_Kutipan teks_
==============================

Diskusi lalu mengalir ke soal pesimisme dan elan. Njoto bicara banyak seniman Indonesia yang penuh elan dan optimistik. Trisno Sumardjo melihat kemajuan dalam seni lukis. Resink menyoroti kemenurunan elan dari orang-orang yang dulu penuh elan. Selesai.
Achdiat K. Mihardja dalam laporannya di
Pudjangga Baru, Februari 1951, menulis pertemuan semacam ini, “…menghilangkan ketegangan yang biasanya timbul dalam konfrontasi antara ideologi dan ideologi.”
Perbedaan pandangan antara Lekra dan Gelanggang pada awal 1950-an masih dianggap wajar. Asrul Sani dalam
Siasat, Desember 1953, yang juga termuat dalam
Surat-Surat Kepercayaan, menulis perbedaan keduanya baru pada penamaan, orientasi, dan penghargaan tapi belum pada produksi (karya). Semata-mata karena keduanya belum lagi beroleh bentuk.

==============================

_Data yang tersedia_
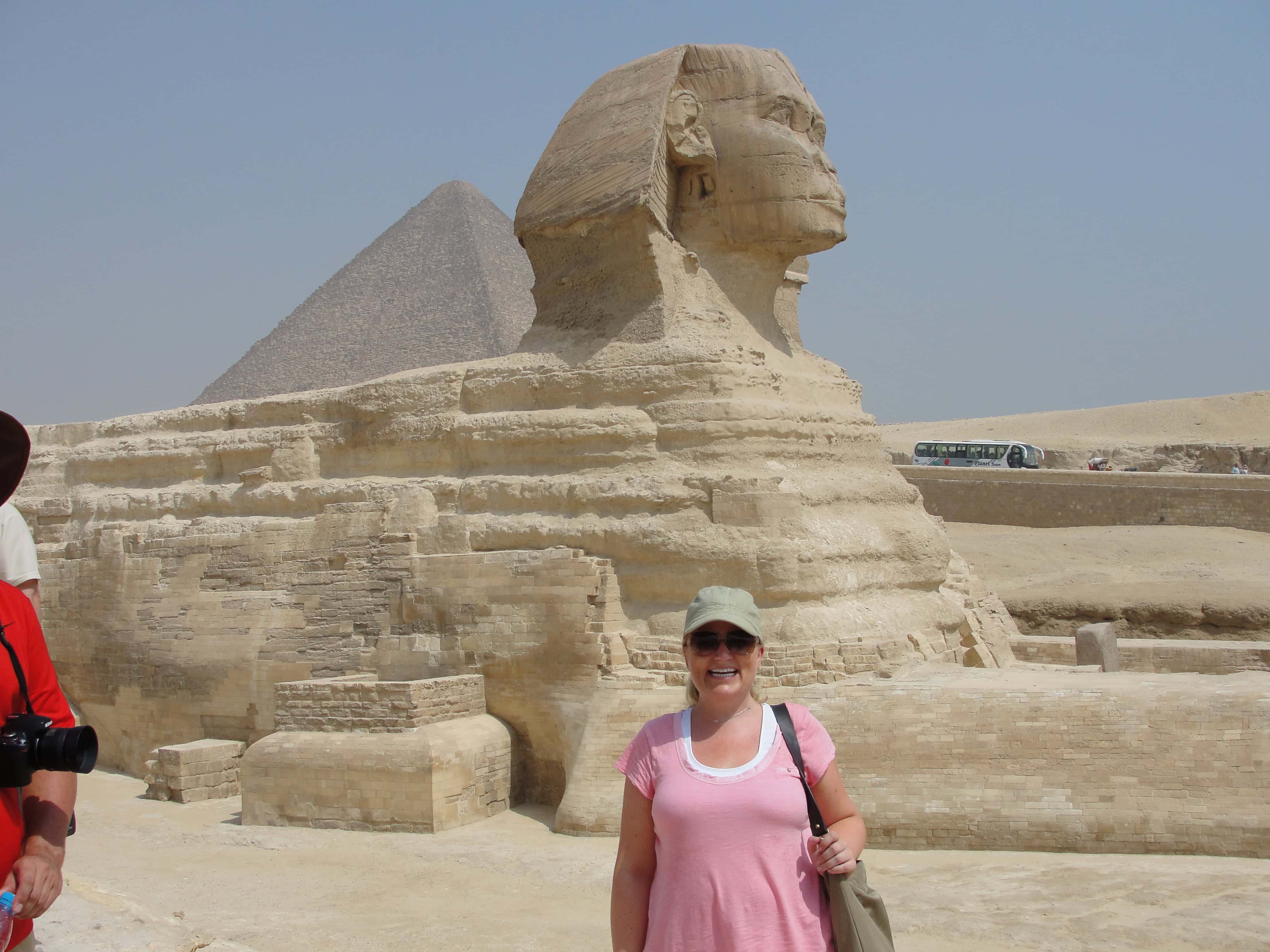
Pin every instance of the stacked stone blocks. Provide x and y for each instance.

==============================

_Daftar tugas_
- a) Sebutkan semua nama orang yang muncul dalam kutipan teks.
- b) Tolong tentukan apakah setiap pernyataan berikut sesuai dengan kutipan teks. Jawab ya atau tidak, lalu kutip kata-kata penentunya.
(i) Trisno Sumardjo melihat kemajuan dalam seni lukis.
(ii) Laporan Achdiat K. Mihardja dimuat di Siasat.
(iii) Menurut Asrul Sani, perbedaan Lekra dan Gelanggang sudah sampai pada produksi karya.
- c) Tulis ulang bagian kutipan teks dari "Achdiat K. Mihardja" sampai "lagi beroleh bentuk.", dengan menukar "ideologi" menjadi "gagasan".
Materi di atas berdiri sendiri, terpisah dari kutipan teks.

_Jawaban yang diharapkan_
- a) Njoto, Trisno Sumardjo, Resink, Achdiat K. Mihardja, Asrul Sani

- b)
(i) Ya: "Trisno Sumardjo melihat kemajuan dalam seni lukis."
(ii) Tidak: "Pudjangga Baru, Februari 1951"
(iii) Tidak: "belum pada produksi (karya)"

- c)
Achdiat K. Mihardja dalam laporannya di
Pudjangga Baru, Februari 1951, menulis pertemuan semacam ini, “…menghilangkan ketegangan yang biasanya timbul dalam konfrontasi antara gagasan dan gagasan.”
Perbedaan pandangan antara Lekra dan Gelanggang pada awal 1950-an masih dianggap wajar. Asrul Sani dalam
Siasat, Desember 1953, yang juga termuat dalam
Surat-Surat Kepercayaan, menulis perbedaan keduanya baru pada penamaan, orientasi, dan penghargaan tapi belum pada produksi (karya). Semata-mata karena keduanya belum lagi beroleh bentuk.